• PROBLEM STATEMENT
Write out every entry exactly as it appears, omitting the pictures.

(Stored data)
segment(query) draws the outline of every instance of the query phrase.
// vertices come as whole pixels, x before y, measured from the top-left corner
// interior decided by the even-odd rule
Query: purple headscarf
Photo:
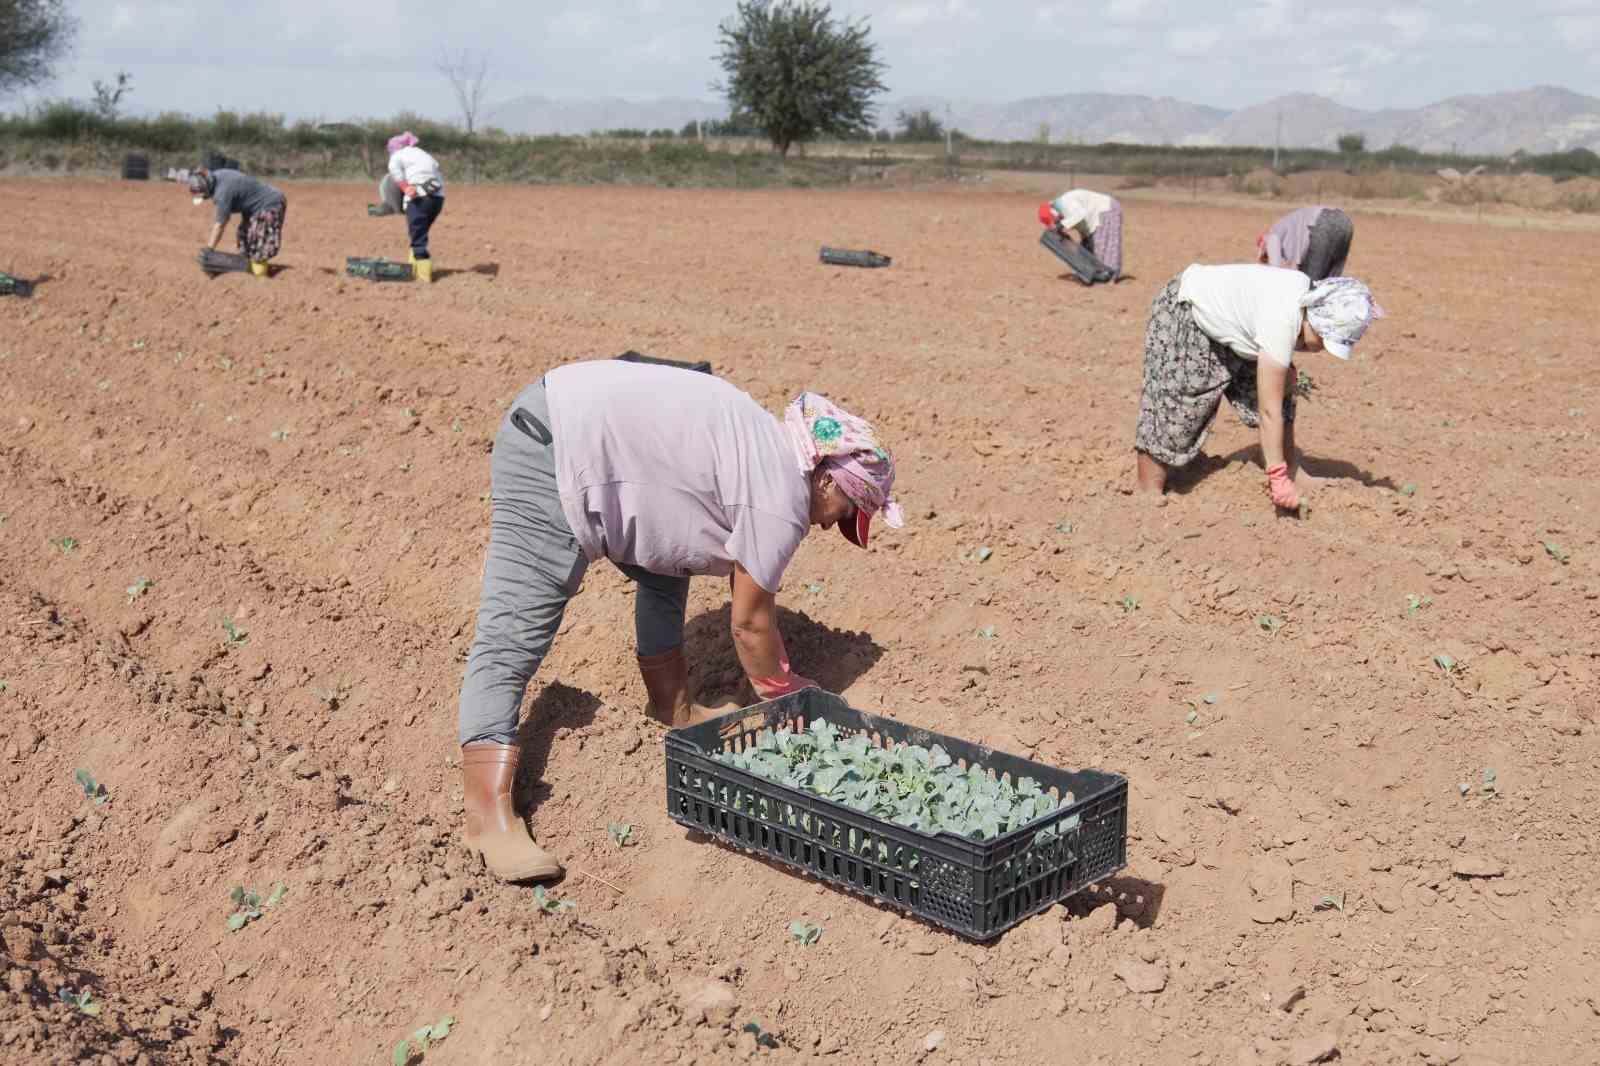
[[[389,138],[389,154],[394,155],[400,149],[410,148],[416,143],[417,135],[410,130],[406,130],[404,133],[397,133]]]
[[[865,419],[824,396],[802,392],[784,412],[783,424],[802,470],[810,473],[822,467],[864,514],[881,511],[883,520],[895,529],[905,524],[892,495],[894,459]]]

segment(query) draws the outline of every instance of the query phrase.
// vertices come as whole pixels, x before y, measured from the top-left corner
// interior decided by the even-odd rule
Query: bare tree
[[[484,52],[461,49],[439,58],[439,73],[450,79],[456,103],[467,127],[467,136],[477,132],[478,114],[483,110],[484,83],[489,80],[489,56]]]
[[[117,111],[122,107],[122,98],[133,92],[133,75],[125,70],[117,71],[116,84],[109,84],[99,78],[94,80],[94,109],[101,118],[114,122]]]
[[[54,77],[77,31],[63,0],[0,0],[0,96]]]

• OUTPUT OF THE EXERCISE
segment(query) draws the outline of every instance of the query phrase.
// vertices come as whole pixels, x before y, measured from the top-left corner
// interior decided by the even-odd rule
Query: purple headscarf
Photo:
[[[389,138],[389,154],[394,155],[400,149],[410,148],[416,143],[417,135],[410,130],[406,130],[404,133],[397,133]]]
[[[865,419],[824,396],[802,392],[784,412],[783,424],[802,470],[810,473],[822,467],[864,514],[881,511],[883,520],[895,529],[905,524],[892,495],[894,459]]]

segment(query) draws the outline of every instance of the query phrase.
// vertices come as whole pixels, x before y, measured from the top-left corner
// interior decided by the even-odd rule
Query: bare tree
[[[484,52],[461,49],[439,58],[439,73],[450,79],[456,103],[467,127],[467,136],[477,132],[478,114],[483,110],[484,83],[489,80],[489,56]]]
[[[117,111],[122,107],[122,98],[133,92],[133,75],[125,70],[117,71],[116,84],[109,84],[99,78],[94,80],[94,109],[101,118],[114,122]]]
[[[54,77],[77,31],[63,0],[0,0],[0,96]]]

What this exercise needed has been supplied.